* EXERCISE DETAILS: Print the line that contains "If you could place a marker on the stacked" and every line after it through the last line of the records below, exactly as written and nothing else.

--- start of TASK INPUT ---

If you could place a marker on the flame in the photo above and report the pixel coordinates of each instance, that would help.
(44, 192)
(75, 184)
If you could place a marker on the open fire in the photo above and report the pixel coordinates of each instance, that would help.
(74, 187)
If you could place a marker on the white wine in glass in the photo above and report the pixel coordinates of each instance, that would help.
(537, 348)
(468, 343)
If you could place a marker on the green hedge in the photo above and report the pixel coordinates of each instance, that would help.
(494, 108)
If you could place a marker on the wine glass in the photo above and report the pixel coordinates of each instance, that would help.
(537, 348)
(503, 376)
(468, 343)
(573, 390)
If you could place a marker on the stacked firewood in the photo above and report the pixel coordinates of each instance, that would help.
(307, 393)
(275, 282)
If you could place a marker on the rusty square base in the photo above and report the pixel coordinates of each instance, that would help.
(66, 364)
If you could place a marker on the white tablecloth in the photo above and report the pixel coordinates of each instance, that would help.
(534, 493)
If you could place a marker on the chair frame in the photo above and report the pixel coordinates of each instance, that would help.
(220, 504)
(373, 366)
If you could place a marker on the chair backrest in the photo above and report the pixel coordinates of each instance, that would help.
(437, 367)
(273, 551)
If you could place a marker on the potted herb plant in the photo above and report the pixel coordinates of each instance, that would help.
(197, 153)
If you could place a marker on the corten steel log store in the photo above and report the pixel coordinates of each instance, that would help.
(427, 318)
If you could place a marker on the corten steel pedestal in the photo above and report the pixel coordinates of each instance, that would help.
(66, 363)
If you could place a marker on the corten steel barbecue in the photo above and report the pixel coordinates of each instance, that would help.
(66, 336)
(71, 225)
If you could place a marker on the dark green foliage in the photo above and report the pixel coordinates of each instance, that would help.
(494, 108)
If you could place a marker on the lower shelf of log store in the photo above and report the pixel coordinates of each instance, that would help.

--- end of TASK INPUT ---

* ANSWER TO THIS TASK:
If you could place a marker on the stacked firewood in the photo above and report the pixel coordinates of each instance, that would help.
(307, 393)
(275, 282)
If you could place a marker on the rusty square base in the photo above and report the pixel coordinates of each instance, that would help.
(66, 364)
If you could place a marker on the white tablecloth in the photo above and report the pixel coordinates of each instance, that would help.
(534, 493)
If you could place a marker on the chair frame in the photo above and report the pixel coordinates of each instance, that would help.
(220, 504)
(373, 366)
If you could place a marker on the chair backrest in the photo above and report the pixel coordinates of each instance, that would help.
(437, 367)
(273, 551)
If you could place a marker on the potted herb plant in the photo above and report the pixel coordinates of each instance, that would help.
(197, 153)
If you could place a marker on the corten steel log store in the photo above and report the pixel coordinates of each instance, that would help.
(427, 318)
If you could place a marker on the corten steel pedestal in the photo above and report the pixel coordinates of each instance, that would help.
(66, 363)
If you could place a marker on the corten steel barbecue in the photo above and report the pixel coordinates of each instance, that would help.
(66, 336)
(71, 225)
If you could place a marker on the dark green foliage in the photo above and report the pixel coordinates of each instance, that would help.
(494, 108)
If you could place a marker on the lower shelf of log store in the photo above and report the pixel coordinates of each instance, that would help.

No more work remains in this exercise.